#### [Description of the task]
Repeat what the lines below say, word for word, and skip every image.

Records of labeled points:
┏━━

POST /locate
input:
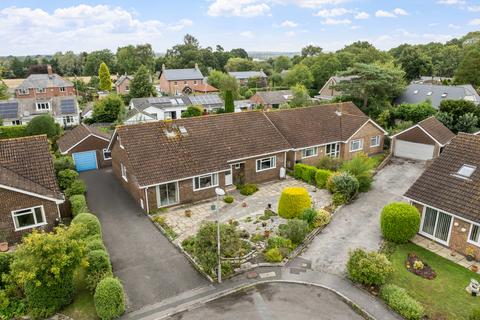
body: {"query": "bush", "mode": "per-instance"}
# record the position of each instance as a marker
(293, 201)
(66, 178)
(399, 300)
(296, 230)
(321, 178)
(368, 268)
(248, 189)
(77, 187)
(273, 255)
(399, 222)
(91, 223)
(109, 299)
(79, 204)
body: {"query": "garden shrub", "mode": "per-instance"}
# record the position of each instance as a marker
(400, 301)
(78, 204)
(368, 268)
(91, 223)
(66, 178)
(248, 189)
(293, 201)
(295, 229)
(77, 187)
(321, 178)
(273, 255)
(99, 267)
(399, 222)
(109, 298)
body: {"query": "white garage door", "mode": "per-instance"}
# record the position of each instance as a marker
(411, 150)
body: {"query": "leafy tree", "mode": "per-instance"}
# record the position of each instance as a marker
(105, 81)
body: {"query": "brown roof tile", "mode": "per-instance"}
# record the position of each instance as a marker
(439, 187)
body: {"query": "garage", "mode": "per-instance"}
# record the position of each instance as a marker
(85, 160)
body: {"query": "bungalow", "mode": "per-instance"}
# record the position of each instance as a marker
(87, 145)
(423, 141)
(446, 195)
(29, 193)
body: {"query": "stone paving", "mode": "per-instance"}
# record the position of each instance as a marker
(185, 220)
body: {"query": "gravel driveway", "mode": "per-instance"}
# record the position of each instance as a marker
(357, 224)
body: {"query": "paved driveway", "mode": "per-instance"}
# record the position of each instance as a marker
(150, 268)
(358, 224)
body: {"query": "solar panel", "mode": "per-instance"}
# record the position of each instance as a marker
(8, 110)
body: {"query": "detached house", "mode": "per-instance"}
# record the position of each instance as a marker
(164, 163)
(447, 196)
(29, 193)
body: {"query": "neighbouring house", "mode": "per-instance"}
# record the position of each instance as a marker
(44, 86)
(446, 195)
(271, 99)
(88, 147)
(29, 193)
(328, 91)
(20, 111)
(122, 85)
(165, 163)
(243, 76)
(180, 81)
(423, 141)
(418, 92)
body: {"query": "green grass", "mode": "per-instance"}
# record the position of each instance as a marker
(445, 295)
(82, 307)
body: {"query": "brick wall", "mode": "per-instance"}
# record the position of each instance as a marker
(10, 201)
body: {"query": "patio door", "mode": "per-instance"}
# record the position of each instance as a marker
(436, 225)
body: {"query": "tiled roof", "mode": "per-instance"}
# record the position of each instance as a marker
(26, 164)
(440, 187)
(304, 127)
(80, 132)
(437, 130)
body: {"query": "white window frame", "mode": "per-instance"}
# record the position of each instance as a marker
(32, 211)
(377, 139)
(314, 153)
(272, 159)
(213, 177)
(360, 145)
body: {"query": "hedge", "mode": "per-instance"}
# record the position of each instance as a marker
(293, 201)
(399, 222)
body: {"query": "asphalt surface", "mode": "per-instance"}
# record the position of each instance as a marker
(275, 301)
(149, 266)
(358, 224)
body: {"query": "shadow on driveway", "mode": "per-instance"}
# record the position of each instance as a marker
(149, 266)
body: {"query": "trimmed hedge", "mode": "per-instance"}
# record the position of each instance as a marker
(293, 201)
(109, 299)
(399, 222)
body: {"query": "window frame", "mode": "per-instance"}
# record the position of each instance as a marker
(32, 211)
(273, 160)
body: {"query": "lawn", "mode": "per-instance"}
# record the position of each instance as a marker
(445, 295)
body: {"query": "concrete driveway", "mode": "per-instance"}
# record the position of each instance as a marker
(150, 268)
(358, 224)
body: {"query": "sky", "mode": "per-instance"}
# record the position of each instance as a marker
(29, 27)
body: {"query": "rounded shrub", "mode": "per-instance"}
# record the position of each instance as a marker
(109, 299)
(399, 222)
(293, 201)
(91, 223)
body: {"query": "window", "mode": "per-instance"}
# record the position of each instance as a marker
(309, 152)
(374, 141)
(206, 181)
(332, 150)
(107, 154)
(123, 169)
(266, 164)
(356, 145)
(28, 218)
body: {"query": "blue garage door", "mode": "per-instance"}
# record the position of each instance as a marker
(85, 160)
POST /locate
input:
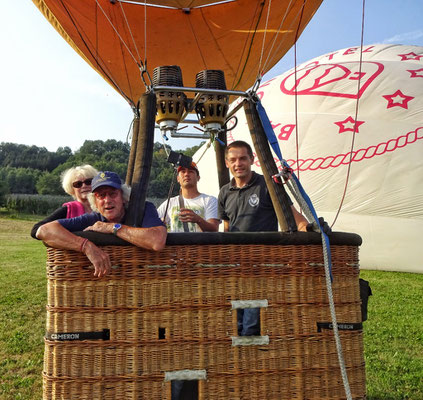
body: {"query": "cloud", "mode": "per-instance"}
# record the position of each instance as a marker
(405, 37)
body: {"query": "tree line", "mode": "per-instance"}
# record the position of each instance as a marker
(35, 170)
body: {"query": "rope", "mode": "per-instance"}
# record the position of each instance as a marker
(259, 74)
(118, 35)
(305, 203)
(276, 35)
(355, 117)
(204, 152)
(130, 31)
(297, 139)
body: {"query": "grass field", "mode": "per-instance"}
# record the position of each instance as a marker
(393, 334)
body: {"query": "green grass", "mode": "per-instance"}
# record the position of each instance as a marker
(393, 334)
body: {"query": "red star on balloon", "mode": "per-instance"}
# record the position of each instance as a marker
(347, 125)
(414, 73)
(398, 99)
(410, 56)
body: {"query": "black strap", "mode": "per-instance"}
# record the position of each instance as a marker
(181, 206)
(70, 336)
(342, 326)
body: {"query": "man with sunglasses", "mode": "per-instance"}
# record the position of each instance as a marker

┗━━

#### [Worked solution]
POST /locate
input:
body: {"query": "bush", "mode": "per-instance"}
# record the position of each instance as a marker
(293, 201)
(66, 178)
(399, 300)
(296, 230)
(321, 178)
(368, 268)
(248, 189)
(77, 187)
(273, 255)
(399, 222)
(91, 223)
(109, 299)
(79, 204)
body: {"query": "garden shrub", "mode": "per-instance"}
# record the position of each instance as a marker
(400, 301)
(78, 204)
(368, 268)
(91, 223)
(66, 178)
(248, 189)
(293, 201)
(295, 229)
(77, 187)
(321, 178)
(273, 255)
(99, 267)
(399, 222)
(109, 298)
body: {"query": "white garage door", "mode": "per-instance"}
# record the position of each instance as a marker
(411, 150)
body: {"query": "leafy tree", "mode": "per-instance"}
# record the position of each instance as a marker
(105, 81)
body: {"query": "brown roof tile", "mode": "per-instance"}
# record the position of each instance as a marker
(439, 187)
body: {"query": "garage", "mode": "per-instance"}
# record the position of each instance as a marker
(85, 160)
body: {"query": "bungalow", "mode": "per-instance"}
# record the position of each instance as a marker
(87, 145)
(423, 141)
(446, 195)
(29, 193)
body: {"query": "stone paving", "mode": "per-instance"}
# record the position of each instance as a marker
(185, 220)
body: {"query": "gravel driveway", "mode": "per-instance"}
# record the position of each instance as a marker
(357, 224)
body: {"query": "paved driveway", "mode": "per-instance"}
# record the position of each instance as a marker
(150, 268)
(358, 224)
body: {"query": "solar panel", "mode": "per-instance"}
# record the position of each instance as a marker
(8, 110)
body: {"query": "detached house", "mode": "per-instance"}
# record the position of each instance as a marker
(164, 163)
(447, 196)
(29, 193)
body: {"query": "neighbouring house", "mode": "per-instance"}
# record the position of each instance as a marker
(44, 86)
(446, 195)
(271, 99)
(88, 147)
(29, 193)
(328, 91)
(20, 111)
(122, 85)
(165, 163)
(243, 76)
(180, 81)
(423, 141)
(418, 92)
body: {"query": "green grass", "mode": "per-instance"}
# record the position of each instance as a marker
(445, 295)
(82, 307)
body: {"query": "brick wall", "mode": "per-instance"}
# record the position of each instance as a marker
(10, 201)
body: {"query": "patio door", "mode": "per-instance"}
# record the position of each instance as a marker
(436, 225)
body: {"query": "tiled roof", "mode": "per-instance"}
# record the position of each instance as a marker
(26, 164)
(440, 187)
(304, 127)
(80, 132)
(437, 130)
body: {"query": "white window frame", "mode": "per-instance"}
# record the position of each instance as a marker
(32, 211)
(377, 139)
(314, 153)
(272, 159)
(213, 177)
(360, 145)
body: {"query": "hedge", "mode": "per-instance"}
# record the position of each instance as a marker
(293, 201)
(399, 222)
body: {"query": "asphalt surface", "mode": "per-instance"}
# record the position of each instance as a marker
(275, 301)
(149, 266)
(358, 224)
body: {"query": "shadow on driveway", "mode": "per-instance"}
# record the position of each instance as a marker
(149, 266)
body: {"query": "trimmed hedge", "mode": "per-instance"}
# record the position of each instance as a marker
(293, 201)
(109, 299)
(399, 222)
body: {"query": "window frame", "mode": "per-instance"}
# record the position of each instance as a marker
(32, 211)
(273, 160)
body: {"query": "lawn", "mode": "per-instance"}
# record the position of each instance as a marker
(445, 295)
body: {"query": "concrete driveway", "mode": "per-instance"}
# record the position of each instance as a marker
(150, 268)
(358, 224)
body: {"query": "sky", "mode": "per-instance"}
# record the position of each instance as a marker
(29, 27)
body: {"query": "rounded shrub", "mode": "per-instance"}
# record the position of each instance as a marker
(109, 299)
(399, 222)
(293, 201)
(91, 223)
body: {"query": "window", "mode": "per-instance"}
# record the position of each instance as a marker
(309, 152)
(374, 141)
(206, 181)
(332, 150)
(107, 154)
(123, 169)
(266, 164)
(356, 145)
(28, 218)
body: {"query": "blue garage door", "mode": "per-instance"}
# record the position of each instance as a marker
(85, 160)
POST /locate
input:
body: {"query": "cloud", "mode": "per-instance"}
# record the position of each instance as a marker
(405, 37)
body: {"query": "tree line", "mode": "per-instance"}
# record the position of each instance as a marker
(35, 170)
body: {"query": "rope", "mode": "per-instance"}
# record the position of each instance as a marker
(259, 74)
(118, 35)
(305, 203)
(276, 35)
(355, 117)
(204, 152)
(130, 31)
(297, 139)
body: {"query": "grass field", "mode": "per-instance"}
# record the position of each instance as a marker
(393, 334)
body: {"query": "green grass", "mode": "per-instance"}
# record the position of each instance as a marker
(393, 334)
body: {"query": "red star on balloon", "mode": "per-instance"}
# record the position of each instance as a marker
(347, 125)
(414, 73)
(398, 99)
(410, 56)
body: {"query": "black strap", "mode": "per-instance"}
# record the position of each instance as a marker
(181, 206)
(70, 336)
(342, 326)
body: {"query": "man with sunglasses", "mode": "per-instance"}
# record the position of each instance as a marker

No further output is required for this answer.